*Work order 1*. In the essay on coincidence below, rewrite the paragraph beginning "And, I'm also not talking about luck" as a short bulleted list that keeps its main points.
*Work order 2*. In the essay on coincidence below, what has the writer maintained for many years?
*Work order 3*. Carry on the essay on coincidence below, picking up right after its final paragraph.

There are times in our lives when the enormity of space that seemingly separates us from the other side of the river suddenly parts. It might only be an inch or two, just a glimpse of what lies ahead on our inevitable journey, or a dramatic full-scale drawing of the curtains revealing to some privileged soul, gifted with divine mapping coordinates, our exact destination after death.
Perhaps, it happens when we are confronted with a challenge and cued to a possibility, or comforted when we are in dire need of consolation because sometimes, if not most times, we do not possess the faith to move mountains, and we really don’t expect an answer at all.
I’ve written and maintained, witnessed to and sworn for many years, that there is no such thing as a coincidence.
I’m not talking about Probability Theory or randomness or chance. If you shuffle the deck enough times you’re going to get a royal flush. If you flip a coin continuously for an entire day you’re going to see tails ten times in a row.
And, I’m also not talking about luck. I don’t believe in luck either, good or bad. Or superstition, like stepping on a crack and breaking your mother’s back, or breaking a mirror and lamenting life for seven years, or burying a potato in the backyard to get rid of warts.

*Extracted data*.
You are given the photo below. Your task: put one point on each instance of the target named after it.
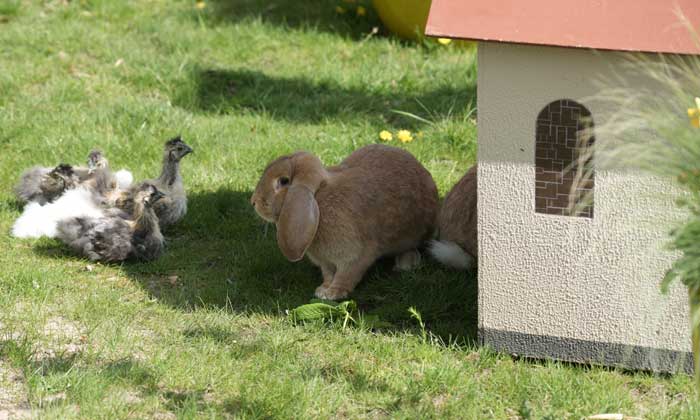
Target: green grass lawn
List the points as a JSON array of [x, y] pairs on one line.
[[203, 331]]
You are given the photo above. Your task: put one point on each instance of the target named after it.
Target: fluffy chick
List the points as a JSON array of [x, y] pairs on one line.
[[173, 206], [57, 181], [44, 185], [116, 236]]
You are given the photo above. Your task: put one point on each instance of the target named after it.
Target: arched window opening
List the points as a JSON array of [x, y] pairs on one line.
[[564, 173]]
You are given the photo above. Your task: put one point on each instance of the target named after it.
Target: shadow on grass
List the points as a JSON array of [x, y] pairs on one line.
[[318, 15], [222, 255], [302, 100]]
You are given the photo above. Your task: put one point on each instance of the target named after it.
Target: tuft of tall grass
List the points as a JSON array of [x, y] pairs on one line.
[[651, 129]]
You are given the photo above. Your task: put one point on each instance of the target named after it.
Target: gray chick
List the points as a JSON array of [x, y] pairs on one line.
[[173, 206], [44, 185], [116, 236]]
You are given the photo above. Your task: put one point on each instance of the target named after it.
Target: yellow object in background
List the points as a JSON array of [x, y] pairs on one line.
[[407, 19]]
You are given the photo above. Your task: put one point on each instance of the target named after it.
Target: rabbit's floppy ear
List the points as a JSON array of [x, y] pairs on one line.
[[299, 216], [297, 223]]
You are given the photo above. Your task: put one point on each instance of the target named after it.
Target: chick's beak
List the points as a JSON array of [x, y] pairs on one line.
[[157, 196]]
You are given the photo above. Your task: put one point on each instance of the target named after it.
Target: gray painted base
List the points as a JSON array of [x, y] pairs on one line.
[[582, 351]]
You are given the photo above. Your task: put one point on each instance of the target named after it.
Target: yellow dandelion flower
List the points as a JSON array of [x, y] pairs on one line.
[[385, 136], [404, 136], [694, 114]]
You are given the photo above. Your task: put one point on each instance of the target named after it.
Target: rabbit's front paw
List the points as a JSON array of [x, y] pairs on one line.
[[407, 261], [331, 293]]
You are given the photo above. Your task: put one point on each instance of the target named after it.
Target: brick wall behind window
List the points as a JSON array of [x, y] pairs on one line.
[[563, 142]]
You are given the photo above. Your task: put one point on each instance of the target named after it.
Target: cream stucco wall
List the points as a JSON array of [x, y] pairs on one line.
[[589, 279]]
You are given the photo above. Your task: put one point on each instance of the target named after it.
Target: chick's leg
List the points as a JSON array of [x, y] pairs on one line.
[[327, 271]]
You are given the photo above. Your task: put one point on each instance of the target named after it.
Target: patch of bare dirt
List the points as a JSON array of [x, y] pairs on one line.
[[13, 394]]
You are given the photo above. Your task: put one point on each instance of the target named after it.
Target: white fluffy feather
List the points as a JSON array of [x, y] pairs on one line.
[[451, 254], [37, 220], [124, 179]]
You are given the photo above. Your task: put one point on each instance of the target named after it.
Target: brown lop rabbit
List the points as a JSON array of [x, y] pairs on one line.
[[457, 244], [380, 201]]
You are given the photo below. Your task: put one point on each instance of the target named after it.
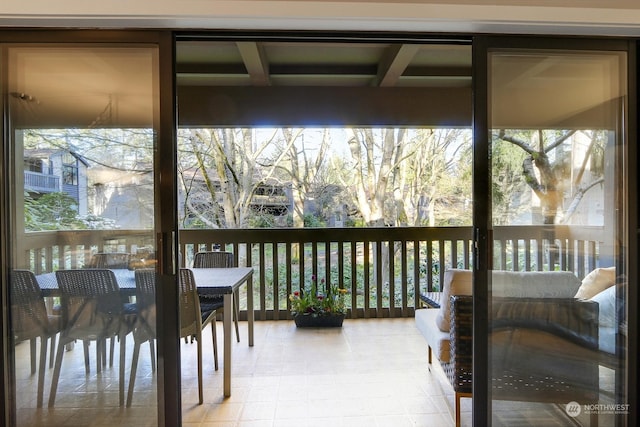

*Task result 1*.
- The writer is not talking about luck.
- The writer doesn't believe in luck, good or bad.
- The writer also doesn't believe in superstitions, such as:
  - stepping on a crack and breaking your mother's back
  - breaking a mirror and suffering for seven years
  - burying a potato in the backyard to get rid of warts

*Task result 2*. That there is no such thing as a coincidence.

*Task result 3*.
As far as serendipity is concerned, it doesn’t exist. The wit, who coined the term, Horace Walpole, back in 1754, was using a talisman to achieve favorable outcomes channeling circumspect spirits in order to produce “fortunate happenstance.” Although, I grant you, some events can happily be called a “pleasant surprise.” Like when you finally draw that royal flush.
“Godwinks” as in Rushnell’s bestseller When God Winks, are possible though not as probable as the author claims.
But, it wasn’t a “godwink” when my Uncle Jerry lay dying of cancer in the early fifties at the tender age of sixteen and witnessed heaven on earth. It was a “God-quake.” He was supposed to be in excruciating pain. He wasn’t. He didn’t swallow the morphine prescribed to him by his head-scratching doctors. He didn’t eat anything except for the Holy Eucharist. He had visions of heaven and couldn’t wait to get there. He said heaven was sort of like Hawaii, only much more so. But, he’d never been to Hawaii or any other tropical destination. This isn’t family legend and it’s not explicable medically or scientifically. It just happened.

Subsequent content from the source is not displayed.